Problem:
Give back only the lines in the records below from the one with "positive clicks: (178, 156)" to the one with "negative clicks: (220, 158) (196, 173)", both inclusive, word for word.

Source data:
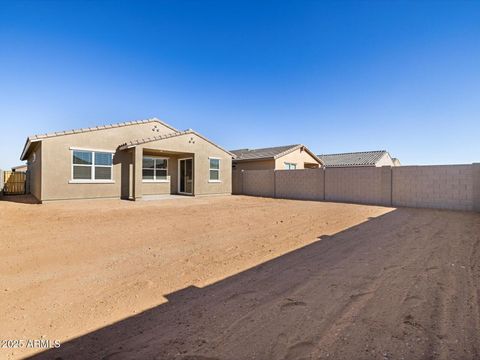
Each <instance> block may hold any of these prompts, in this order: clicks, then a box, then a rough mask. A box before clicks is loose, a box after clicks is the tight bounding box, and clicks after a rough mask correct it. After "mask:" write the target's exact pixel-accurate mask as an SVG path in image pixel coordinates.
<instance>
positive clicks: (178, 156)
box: [142, 150, 193, 195]
mask: <svg viewBox="0 0 480 360" xmlns="http://www.w3.org/2000/svg"><path fill="white" fill-rule="evenodd" d="M143 154H144V156H145V155H146V156H157V157H158V156H159V157H162V158H166V159H168V169H167V176H168V177H169V181H168V182H159V183H153V182H147V181H142V194H143V195H162V194H175V193H177V191H178V159H180V158H183V157H185V156H191V155H190V154H189V155H175V154H162V155H160V154H159V153H157V152H154V151H148V150H144V152H143ZM192 156H193V154H192Z"/></svg>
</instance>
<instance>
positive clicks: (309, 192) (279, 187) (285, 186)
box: [275, 169, 325, 200]
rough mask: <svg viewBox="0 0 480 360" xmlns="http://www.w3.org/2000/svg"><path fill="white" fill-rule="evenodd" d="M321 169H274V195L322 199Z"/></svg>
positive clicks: (302, 199)
mask: <svg viewBox="0 0 480 360" xmlns="http://www.w3.org/2000/svg"><path fill="white" fill-rule="evenodd" d="M324 180H325V171H324V170H323V169H305V170H278V171H275V196H276V197H277V198H283V199H300V200H324V199H325V194H324Z"/></svg>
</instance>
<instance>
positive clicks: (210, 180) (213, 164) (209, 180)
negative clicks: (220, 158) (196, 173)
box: [209, 158, 220, 182]
mask: <svg viewBox="0 0 480 360" xmlns="http://www.w3.org/2000/svg"><path fill="white" fill-rule="evenodd" d="M209 161H210V169H209V170H210V177H209V181H213V182H215V181H220V159H216V158H210V159H209Z"/></svg>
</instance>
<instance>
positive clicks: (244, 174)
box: [242, 170, 275, 197]
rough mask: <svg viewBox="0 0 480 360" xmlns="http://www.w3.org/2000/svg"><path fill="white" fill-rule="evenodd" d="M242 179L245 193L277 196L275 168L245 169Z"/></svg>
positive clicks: (259, 194)
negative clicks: (253, 169)
mask: <svg viewBox="0 0 480 360" xmlns="http://www.w3.org/2000/svg"><path fill="white" fill-rule="evenodd" d="M242 180H243V193H244V194H248V195H253V196H264V197H275V172H274V170H244V171H243V174H242Z"/></svg>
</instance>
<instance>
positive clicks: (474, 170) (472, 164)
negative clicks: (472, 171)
mask: <svg viewBox="0 0 480 360" xmlns="http://www.w3.org/2000/svg"><path fill="white" fill-rule="evenodd" d="M472 167H473V169H472V170H473V211H478V212H480V163H473V164H472Z"/></svg>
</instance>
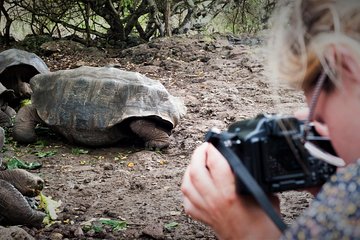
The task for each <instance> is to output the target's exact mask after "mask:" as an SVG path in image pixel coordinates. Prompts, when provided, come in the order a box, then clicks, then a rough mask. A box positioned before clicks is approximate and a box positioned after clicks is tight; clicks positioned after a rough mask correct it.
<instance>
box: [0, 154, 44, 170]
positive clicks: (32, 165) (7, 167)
mask: <svg viewBox="0 0 360 240" xmlns="http://www.w3.org/2000/svg"><path fill="white" fill-rule="evenodd" d="M6 166H7V168H8V169H15V168H22V169H38V168H40V167H41V166H42V164H41V163H39V162H32V163H27V162H24V161H21V160H20V159H18V158H16V157H12V158H11V159H10V160H9V161H8V162H7V163H6Z"/></svg>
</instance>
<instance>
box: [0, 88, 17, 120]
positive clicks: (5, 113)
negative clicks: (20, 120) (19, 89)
mask: <svg viewBox="0 0 360 240" xmlns="http://www.w3.org/2000/svg"><path fill="white" fill-rule="evenodd" d="M14 98H15V94H14V91H13V90H12V89H7V88H5V87H4V86H3V85H2V84H1V83H0V127H10V126H11V118H12V117H14V116H15V115H16V112H15V110H14V109H13V108H12V107H10V106H9V102H11V101H12V100H13V99H14Z"/></svg>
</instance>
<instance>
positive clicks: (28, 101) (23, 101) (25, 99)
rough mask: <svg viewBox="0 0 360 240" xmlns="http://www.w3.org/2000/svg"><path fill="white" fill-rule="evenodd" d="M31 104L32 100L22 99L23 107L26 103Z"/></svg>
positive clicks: (25, 105)
mask: <svg viewBox="0 0 360 240" xmlns="http://www.w3.org/2000/svg"><path fill="white" fill-rule="evenodd" d="M30 104H31V100H30V99H28V98H27V99H24V100H21V102H20V106H21V107H24V106H26V105H30Z"/></svg>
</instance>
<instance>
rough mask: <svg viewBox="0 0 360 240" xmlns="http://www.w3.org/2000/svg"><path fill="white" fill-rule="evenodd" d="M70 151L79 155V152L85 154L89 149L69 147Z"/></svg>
mask: <svg viewBox="0 0 360 240" xmlns="http://www.w3.org/2000/svg"><path fill="white" fill-rule="evenodd" d="M71 153H72V154H75V155H80V154H87V153H89V151H88V150H85V149H81V148H73V149H71Z"/></svg>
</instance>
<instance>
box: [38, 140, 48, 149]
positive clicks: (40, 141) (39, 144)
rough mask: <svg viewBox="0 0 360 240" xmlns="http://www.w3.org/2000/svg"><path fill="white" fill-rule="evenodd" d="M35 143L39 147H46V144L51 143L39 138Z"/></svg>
mask: <svg viewBox="0 0 360 240" xmlns="http://www.w3.org/2000/svg"><path fill="white" fill-rule="evenodd" d="M34 145H35V146H36V147H39V148H44V147H46V146H47V145H49V144H48V142H47V141H45V140H38V141H36V142H35V143H34Z"/></svg>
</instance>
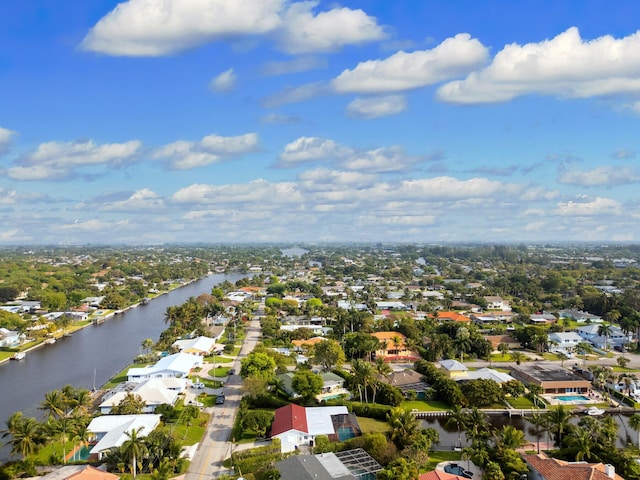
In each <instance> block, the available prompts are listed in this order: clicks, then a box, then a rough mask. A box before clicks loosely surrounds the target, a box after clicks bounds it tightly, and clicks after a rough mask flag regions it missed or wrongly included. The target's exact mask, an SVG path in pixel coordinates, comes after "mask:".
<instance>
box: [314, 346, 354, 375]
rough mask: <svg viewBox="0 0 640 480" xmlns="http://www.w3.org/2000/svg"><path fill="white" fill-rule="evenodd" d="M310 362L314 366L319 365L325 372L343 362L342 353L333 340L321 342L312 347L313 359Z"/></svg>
mask: <svg viewBox="0 0 640 480" xmlns="http://www.w3.org/2000/svg"><path fill="white" fill-rule="evenodd" d="M311 361H312V362H313V363H314V364H317V365H321V366H322V369H323V370H324V371H325V372H328V371H329V370H331V369H332V368H333V367H336V366H338V367H339V366H341V365H342V364H343V363H344V362H345V361H346V358H345V355H344V351H343V350H342V347H341V346H340V344H339V343H338V342H336V341H335V340H323V341H322V342H318V343H316V344H315V345H314V347H313V357H312V359H311Z"/></svg>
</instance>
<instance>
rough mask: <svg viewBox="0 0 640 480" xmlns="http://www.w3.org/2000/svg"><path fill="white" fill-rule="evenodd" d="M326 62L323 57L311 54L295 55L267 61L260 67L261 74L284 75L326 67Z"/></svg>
mask: <svg viewBox="0 0 640 480" xmlns="http://www.w3.org/2000/svg"><path fill="white" fill-rule="evenodd" d="M327 65H328V62H327V61H326V60H325V59H322V58H318V57H311V56H301V57H296V58H294V59H293V60H287V61H281V62H267V63H265V65H264V66H263V67H262V74H263V75H267V76H272V75H285V74H288V73H300V72H306V71H309V70H316V69H319V68H326V67H327Z"/></svg>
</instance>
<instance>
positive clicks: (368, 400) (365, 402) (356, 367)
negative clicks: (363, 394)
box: [351, 358, 374, 403]
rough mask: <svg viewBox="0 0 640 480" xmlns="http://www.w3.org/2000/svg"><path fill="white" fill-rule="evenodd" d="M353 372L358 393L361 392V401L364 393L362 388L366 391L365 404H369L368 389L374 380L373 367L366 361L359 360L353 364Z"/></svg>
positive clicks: (351, 368) (355, 361) (365, 394)
mask: <svg viewBox="0 0 640 480" xmlns="http://www.w3.org/2000/svg"><path fill="white" fill-rule="evenodd" d="M351 370H352V372H353V379H354V382H355V383H356V385H357V386H358V392H360V401H362V392H361V390H360V387H361V386H362V388H363V389H364V401H365V403H369V395H368V393H367V389H368V387H369V386H371V383H372V382H373V380H374V377H373V366H372V365H371V364H370V363H369V362H367V361H366V360H362V359H360V358H357V359H355V360H354V361H353V362H352V363H351Z"/></svg>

Result for this task:
positive clicks: (178, 156)
box: [142, 150, 193, 195]
mask: <svg viewBox="0 0 480 360" xmlns="http://www.w3.org/2000/svg"><path fill="white" fill-rule="evenodd" d="M143 154H144V156H145V155H146V156H157V157H158V156H159V157H162V158H166V159H168V169H167V176H168V177H169V181H168V182H159V183H153V182H147V181H142V194H143V195H162V194H175V193H177V191H178V159H180V158H183V157H185V156H191V155H190V154H189V155H175V154H162V155H160V154H159V153H157V152H154V151H148V150H144V152H143ZM192 156H193V154H192Z"/></svg>
</instance>
<instance>
positive clicks: (309, 192) (279, 187) (285, 186)
box: [275, 169, 325, 200]
rough mask: <svg viewBox="0 0 480 360" xmlns="http://www.w3.org/2000/svg"><path fill="white" fill-rule="evenodd" d="M321 169H274V195L322 199Z"/></svg>
positive clicks: (302, 199)
mask: <svg viewBox="0 0 480 360" xmlns="http://www.w3.org/2000/svg"><path fill="white" fill-rule="evenodd" d="M324 180H325V171H324V170H323V169H305V170H278V171H275V196H276V197H277V198H283V199H300V200H324V199H325V194H324Z"/></svg>
</instance>
<instance>
positive clicks: (210, 180) (213, 164) (209, 180)
negative clicks: (220, 158) (196, 173)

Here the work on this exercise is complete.